LISTED ENTRIES:
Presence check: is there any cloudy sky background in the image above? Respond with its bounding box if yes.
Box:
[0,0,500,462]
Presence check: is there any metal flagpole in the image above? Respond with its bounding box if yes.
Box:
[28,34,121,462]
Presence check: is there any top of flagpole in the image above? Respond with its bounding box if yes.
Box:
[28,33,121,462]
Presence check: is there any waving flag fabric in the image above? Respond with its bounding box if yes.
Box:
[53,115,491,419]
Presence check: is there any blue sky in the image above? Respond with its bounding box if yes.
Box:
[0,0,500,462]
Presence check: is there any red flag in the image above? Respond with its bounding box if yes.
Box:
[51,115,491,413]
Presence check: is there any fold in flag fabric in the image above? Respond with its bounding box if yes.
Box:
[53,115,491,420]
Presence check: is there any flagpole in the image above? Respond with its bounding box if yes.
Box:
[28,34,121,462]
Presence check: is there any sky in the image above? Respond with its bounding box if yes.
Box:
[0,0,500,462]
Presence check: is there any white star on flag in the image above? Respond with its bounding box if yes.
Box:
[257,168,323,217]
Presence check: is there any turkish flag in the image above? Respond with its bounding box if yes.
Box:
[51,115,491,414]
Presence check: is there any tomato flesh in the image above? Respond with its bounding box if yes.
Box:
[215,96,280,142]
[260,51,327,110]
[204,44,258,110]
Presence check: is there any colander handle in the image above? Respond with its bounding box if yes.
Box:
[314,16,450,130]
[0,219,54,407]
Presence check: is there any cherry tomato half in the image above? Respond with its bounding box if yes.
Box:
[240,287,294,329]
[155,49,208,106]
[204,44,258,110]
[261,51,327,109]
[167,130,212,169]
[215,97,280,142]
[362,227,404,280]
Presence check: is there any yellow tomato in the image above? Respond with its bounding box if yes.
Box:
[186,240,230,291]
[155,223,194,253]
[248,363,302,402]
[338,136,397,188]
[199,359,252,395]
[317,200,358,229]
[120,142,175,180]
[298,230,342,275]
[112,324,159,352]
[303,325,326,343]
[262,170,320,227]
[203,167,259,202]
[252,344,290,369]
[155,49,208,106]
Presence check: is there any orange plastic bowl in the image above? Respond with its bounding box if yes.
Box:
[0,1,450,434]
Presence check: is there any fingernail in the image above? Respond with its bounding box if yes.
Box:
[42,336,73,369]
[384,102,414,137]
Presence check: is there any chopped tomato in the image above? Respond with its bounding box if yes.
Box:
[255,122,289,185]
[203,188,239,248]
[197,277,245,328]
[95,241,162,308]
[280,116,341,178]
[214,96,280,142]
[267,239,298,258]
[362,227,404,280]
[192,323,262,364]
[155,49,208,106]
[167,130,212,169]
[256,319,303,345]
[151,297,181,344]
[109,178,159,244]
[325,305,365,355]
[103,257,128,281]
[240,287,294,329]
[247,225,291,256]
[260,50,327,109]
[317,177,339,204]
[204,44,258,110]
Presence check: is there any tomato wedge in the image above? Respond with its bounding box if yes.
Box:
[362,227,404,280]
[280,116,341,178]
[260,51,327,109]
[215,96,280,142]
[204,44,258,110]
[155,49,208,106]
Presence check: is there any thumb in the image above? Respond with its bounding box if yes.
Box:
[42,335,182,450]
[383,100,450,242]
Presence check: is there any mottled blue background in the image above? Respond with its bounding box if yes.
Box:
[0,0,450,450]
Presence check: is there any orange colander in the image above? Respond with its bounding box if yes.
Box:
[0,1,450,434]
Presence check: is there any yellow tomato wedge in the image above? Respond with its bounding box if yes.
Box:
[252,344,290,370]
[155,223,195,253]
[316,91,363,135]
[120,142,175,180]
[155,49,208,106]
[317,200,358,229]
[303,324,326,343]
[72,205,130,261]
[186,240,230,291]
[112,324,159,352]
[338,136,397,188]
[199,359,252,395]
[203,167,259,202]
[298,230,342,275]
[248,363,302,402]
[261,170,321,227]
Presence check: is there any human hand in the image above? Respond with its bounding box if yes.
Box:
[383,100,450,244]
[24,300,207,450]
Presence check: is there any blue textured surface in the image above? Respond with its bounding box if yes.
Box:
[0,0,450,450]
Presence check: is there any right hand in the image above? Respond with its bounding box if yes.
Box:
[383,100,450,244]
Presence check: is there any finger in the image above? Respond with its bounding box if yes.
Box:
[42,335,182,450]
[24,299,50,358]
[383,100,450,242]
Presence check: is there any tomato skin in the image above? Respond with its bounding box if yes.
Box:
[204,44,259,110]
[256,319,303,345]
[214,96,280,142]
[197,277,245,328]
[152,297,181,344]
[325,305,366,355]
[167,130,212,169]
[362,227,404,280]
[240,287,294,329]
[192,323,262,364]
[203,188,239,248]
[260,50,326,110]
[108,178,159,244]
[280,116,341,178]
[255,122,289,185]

EXERCISE GOAL:
Rewrite the data above from the line with "Presence check: is there any top" to the line with "[51,115,491,413]", both lines included, keeping the requests unchanged. Shift every bounding box coordinate by -14.

TASK RESULT:
Presence check: is there any top of flagpole in the image above? Respond with its bounding box if yes.
Box:
[14,19,107,448]
Presence check: is there any waving flag fabric in the image above? Respond with its bounding box if yes.
Box:
[39,101,477,405]
Presence check: is there any blue sky in the image above? Respond with its bounding box if yes.
Box:
[-14,-14,486,448]
Presence check: is there any red flag in the image above? Respond with its bounding box if yes.
Box:
[37,101,477,399]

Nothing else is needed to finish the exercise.